↓

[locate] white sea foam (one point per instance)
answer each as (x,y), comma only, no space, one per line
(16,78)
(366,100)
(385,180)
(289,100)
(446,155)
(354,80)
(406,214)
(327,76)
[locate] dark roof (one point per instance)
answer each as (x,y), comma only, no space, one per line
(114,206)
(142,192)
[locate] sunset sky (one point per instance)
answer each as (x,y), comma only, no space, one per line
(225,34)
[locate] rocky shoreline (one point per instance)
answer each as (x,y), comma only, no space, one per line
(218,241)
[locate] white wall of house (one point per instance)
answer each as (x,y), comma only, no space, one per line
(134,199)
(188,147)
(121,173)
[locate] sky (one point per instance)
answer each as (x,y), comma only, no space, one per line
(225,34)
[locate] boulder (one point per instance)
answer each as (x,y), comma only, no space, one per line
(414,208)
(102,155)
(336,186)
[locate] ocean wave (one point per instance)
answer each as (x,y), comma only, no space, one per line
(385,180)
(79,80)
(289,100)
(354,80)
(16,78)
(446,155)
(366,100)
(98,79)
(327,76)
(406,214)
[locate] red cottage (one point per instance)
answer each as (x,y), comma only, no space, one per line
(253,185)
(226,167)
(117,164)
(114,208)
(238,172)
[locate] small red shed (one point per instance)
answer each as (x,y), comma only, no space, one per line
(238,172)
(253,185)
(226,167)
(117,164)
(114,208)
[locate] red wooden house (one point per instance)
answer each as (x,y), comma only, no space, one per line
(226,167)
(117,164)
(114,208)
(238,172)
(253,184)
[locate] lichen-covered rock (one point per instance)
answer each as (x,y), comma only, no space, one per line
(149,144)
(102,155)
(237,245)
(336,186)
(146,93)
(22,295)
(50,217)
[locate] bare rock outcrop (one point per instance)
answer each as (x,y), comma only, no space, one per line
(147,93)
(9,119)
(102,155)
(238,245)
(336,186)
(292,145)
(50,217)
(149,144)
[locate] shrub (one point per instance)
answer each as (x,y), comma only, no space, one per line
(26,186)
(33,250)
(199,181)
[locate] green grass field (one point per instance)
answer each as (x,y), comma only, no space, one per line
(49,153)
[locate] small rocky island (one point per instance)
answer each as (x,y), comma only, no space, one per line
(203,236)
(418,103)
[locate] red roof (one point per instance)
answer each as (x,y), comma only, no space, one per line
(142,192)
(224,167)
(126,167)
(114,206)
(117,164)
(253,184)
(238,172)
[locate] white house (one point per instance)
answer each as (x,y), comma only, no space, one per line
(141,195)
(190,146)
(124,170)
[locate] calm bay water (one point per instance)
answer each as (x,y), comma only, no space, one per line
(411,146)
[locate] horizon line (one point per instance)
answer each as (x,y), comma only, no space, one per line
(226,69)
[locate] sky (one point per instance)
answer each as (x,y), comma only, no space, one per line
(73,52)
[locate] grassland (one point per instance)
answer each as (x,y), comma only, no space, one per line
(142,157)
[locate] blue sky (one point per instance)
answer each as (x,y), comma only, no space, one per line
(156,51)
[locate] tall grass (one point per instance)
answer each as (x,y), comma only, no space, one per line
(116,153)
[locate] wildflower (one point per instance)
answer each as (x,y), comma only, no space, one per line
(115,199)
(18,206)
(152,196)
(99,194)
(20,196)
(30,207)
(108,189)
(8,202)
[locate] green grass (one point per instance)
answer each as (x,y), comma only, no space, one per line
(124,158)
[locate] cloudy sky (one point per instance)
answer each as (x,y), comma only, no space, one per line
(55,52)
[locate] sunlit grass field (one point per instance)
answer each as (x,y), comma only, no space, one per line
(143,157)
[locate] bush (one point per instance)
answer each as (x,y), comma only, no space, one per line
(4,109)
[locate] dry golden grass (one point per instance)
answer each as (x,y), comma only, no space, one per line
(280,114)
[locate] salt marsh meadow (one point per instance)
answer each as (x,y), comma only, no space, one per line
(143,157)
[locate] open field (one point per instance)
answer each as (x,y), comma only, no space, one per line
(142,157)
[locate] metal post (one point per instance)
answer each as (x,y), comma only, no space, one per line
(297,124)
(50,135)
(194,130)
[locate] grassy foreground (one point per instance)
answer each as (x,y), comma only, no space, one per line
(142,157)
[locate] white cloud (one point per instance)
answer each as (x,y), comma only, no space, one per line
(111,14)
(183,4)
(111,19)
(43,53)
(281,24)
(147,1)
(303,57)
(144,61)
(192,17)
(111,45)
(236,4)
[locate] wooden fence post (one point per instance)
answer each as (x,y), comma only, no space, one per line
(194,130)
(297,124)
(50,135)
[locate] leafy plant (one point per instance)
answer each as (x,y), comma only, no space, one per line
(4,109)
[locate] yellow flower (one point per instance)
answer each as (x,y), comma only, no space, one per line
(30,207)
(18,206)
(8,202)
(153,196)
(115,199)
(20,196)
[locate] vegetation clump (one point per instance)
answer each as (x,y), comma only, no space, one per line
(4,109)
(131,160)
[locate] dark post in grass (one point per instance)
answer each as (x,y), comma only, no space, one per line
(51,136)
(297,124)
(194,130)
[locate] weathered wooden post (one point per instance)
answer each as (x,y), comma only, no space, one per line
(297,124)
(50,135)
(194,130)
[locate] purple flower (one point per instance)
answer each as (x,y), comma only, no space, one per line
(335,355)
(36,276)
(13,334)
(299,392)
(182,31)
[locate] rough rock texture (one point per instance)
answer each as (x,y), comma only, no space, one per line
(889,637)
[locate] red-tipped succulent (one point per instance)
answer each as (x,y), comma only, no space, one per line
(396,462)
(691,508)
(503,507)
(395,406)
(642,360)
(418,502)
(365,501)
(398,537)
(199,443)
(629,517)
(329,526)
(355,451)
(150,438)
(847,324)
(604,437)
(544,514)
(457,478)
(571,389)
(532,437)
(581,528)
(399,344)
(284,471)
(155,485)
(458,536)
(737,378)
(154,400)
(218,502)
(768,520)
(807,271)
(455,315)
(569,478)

↑

→ Work to be completed
Reproduce every entry above verbatim, in the same order, changing nothing.

→ Reply
[locate] white sea foam (one point per instance)
answer each as (x,y), comma only, no space, one per line
(16,78)
(366,100)
(385,180)
(289,100)
(446,155)
(354,80)
(406,214)
(327,76)
[locate] dark roof (one point per instance)
answer each as (x,y), comma only, no space, one per line
(114,206)
(142,192)
[locate] sunset sky (one point per instance)
answer each as (x,y), comma only, no space, one per line
(225,34)
[locate] rocky shoreline (one point per instance)
answer each as (x,y), comma only, no space, one per line
(218,241)
[locate] white wall of house (one point per instance)
answer each as (x,y), comma only, no space, one per line
(134,199)
(188,147)
(121,173)
[locate] sky (one point per instance)
answer each as (x,y), comma only, no space, one per line
(225,34)
[locate] boulder (one point per instance)
answer each as (x,y), comma only, no space, one per line
(414,208)
(102,155)
(336,186)
[locate] ocean wave (one point per instance)
answer each as (x,y), comma only, no space, one per line
(385,180)
(79,80)
(289,100)
(354,80)
(16,78)
(446,155)
(366,100)
(98,79)
(327,76)
(406,214)
[locate] red cottage (one point per instance)
answer each as (x,y), comma only, no space, one per line
(253,185)
(226,167)
(117,164)
(114,208)
(238,172)
[locate] small red shed (one point per instance)
answer each as (x,y), comma only, no space, one per line
(238,172)
(253,185)
(226,167)
(117,164)
(114,208)
[locate] red wooden house (one point per instance)
answer each as (x,y), comma only, no space, one per line
(226,167)
(117,164)
(114,208)
(238,172)
(253,184)
[locate] lichen-covered rock (one point per instance)
answer each as (x,y), comma only, no space, one per line
(149,144)
(102,155)
(237,245)
(336,186)
(146,93)
(22,295)
(50,217)
[locate] bare rock outcrop (one point per instance)
answer each as (x,y), comma only, no space, one per line
(147,93)
(9,119)
(102,155)
(238,245)
(336,186)
(292,145)
(50,217)
(149,144)
[locate] shrub (one point per instance)
answer each as (x,y), comma only, no space, one per line
(26,186)
(33,250)
(199,181)
[locate] green grass field (one point per instance)
answer each as (x,y), comma only, no space, one per line
(49,153)
[locate] small rocky island (one point per instance)
answer each as (x,y), comma only, no space, one per line
(203,236)
(418,103)
[locate] red roof (one point per instance)
answer each as (x,y), comma only, no space, one per line
(142,192)
(224,167)
(126,167)
(114,206)
(117,164)
(253,184)
(238,172)
[locate] white house (one point per instance)
answer each as (x,y), comma only, no space, one per line
(141,195)
(190,146)
(124,170)
[locate] calm bay water (one point per instance)
answer each as (x,y), comma only, no space, one per line
(411,146)
[locate] horizon line (one point per instance)
answer each as (x,y), comma only, no space, one per line
(226,69)
[locate] sky (one point per instance)
answer each as (x,y), comma only, no space, one per line
(73,52)
[locate] grassland (one point per instance)
answer each as (x,y), comma only, no space, one per line
(142,157)
[locate] blue sky (one point per instance)
answer each as (x,y), comma only, no space, one per line
(156,51)
[locate] tall grass (one point per instance)
answer each as (x,y), comma only, no space, one per line
(116,153)
[locate] wildflower (one point per instance)
answer each as (x,y), comma only, no space, one per line
(115,199)
(18,206)
(152,196)
(99,194)
(20,196)
(30,207)
(108,189)
(8,202)
[locate] green grass (one point per instance)
answer each as (x,y), comma only, no space, one per line
(124,158)
[locate] cloudy sky (one point per instance)
answer each as (x,y), comma only, no space, one per line
(55,52)
[locate] sunlit grass field (one point per instance)
answer each as (x,y), comma only, no space, one per line
(143,157)
[locate] bush (one point per instance)
answer each as (x,y), comma only, no space, one per line
(4,109)
[locate] dry golden grass (one point per instance)
answer each as (x,y), comma only, no space, one per line
(280,114)
[locate] salt marsh meadow (one point per instance)
answer each as (x,y), comma only, no space, one per line
(143,157)
[locate] open field (one point per instance)
answer each as (x,y), comma only, no space, one per line
(142,157)
[locate] metal post (one point per instance)
answer each as (x,y), comma only, no space, one per line
(297,124)
(50,135)
(194,130)
[locate] grassy foreground (one point per instance)
answer each as (x,y), comma only, no space, one per line
(142,157)
[locate] white cloud (one point per instance)
answer each as (x,y), comma only, no space, one per line
(111,14)
(183,4)
(111,19)
(43,53)
(281,24)
(147,1)
(303,57)
(144,61)
(192,17)
(111,45)
(236,4)
[locate] wooden fence post (one point per instance)
answer each as (x,y), comma only, no space, one per line
(194,130)
(297,124)
(50,135)
[locate] leafy plant (one point per instance)
answer each as (x,y), comma only, no space, one per line
(4,109)
[locate] yellow flower (one point per instance)
answer each as (x,y), comma only, no space, one per line
(30,207)
(18,206)
(8,202)
(153,196)
(115,199)
(20,196)
[locate] vegetation clump (one point per instance)
answer each as (x,y), comma only, no space, one per line
(4,109)
(131,160)
[locate] dark post in grass (one point per instance)
answer each as (x,y), comma only, no space, one per line
(51,136)
(297,124)
(194,130)
[locate] weathered wooden post (one point per instance)
answer each as (x,y), comma only, no space, one per line
(297,124)
(50,135)
(194,130)
[locate] purple flower (one point per instance)
answer each as (x,y), comma only, no space, one per line
(335,355)
(36,276)
(13,334)
(299,392)
(182,31)
[locate] rough rock texture (one point per instance)
answer each as (x,y), comma only, no space, one per line
(889,637)
[locate] red-tipped succulent (one point per instance)
answer each as (x,y), comma only, no space, one per line
(396,462)
(691,508)
(503,507)
(395,406)
(642,360)
(418,502)
(365,501)
(398,537)
(199,443)
(629,517)
(329,526)
(355,451)
(150,438)
(847,324)
(604,437)
(544,514)
(457,478)
(571,389)
(532,437)
(581,528)
(399,344)
(284,471)
(155,485)
(458,536)
(737,378)
(154,400)
(218,502)
(768,520)
(807,271)
(455,315)
(569,478)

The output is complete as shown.